(RECORD EXCERPTS)

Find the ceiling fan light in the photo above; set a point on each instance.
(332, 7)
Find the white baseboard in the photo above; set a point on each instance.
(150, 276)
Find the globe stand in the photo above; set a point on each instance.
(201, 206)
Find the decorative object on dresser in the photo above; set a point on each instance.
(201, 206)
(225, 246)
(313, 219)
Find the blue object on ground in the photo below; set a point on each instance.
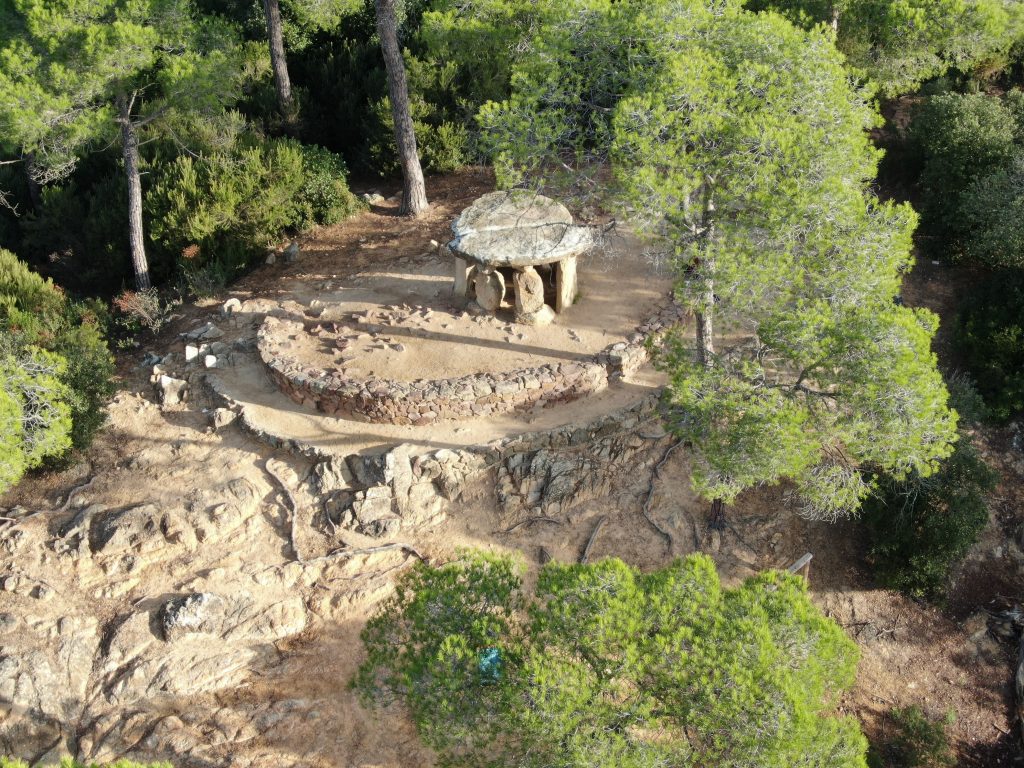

(End RECORD EXCERPTS)

PROMPT: Could you set down every entry above exactly as it stands, with no images?

SOLVED PROBLEM:
Find the ceiling fan light in the photo above; set a point on each instance.
(332, 7)
Find the white baseboard in the photo above; set a point on each instance.
(150, 276)
Find the globe stand in the photo above; set a point on each instance.
(201, 206)
Find the decorative object on dresser in the photo above; set a point on each instance.
(201, 206)
(225, 246)
(313, 219)
Find the blue object on ground in the photo below; set a point on each instance.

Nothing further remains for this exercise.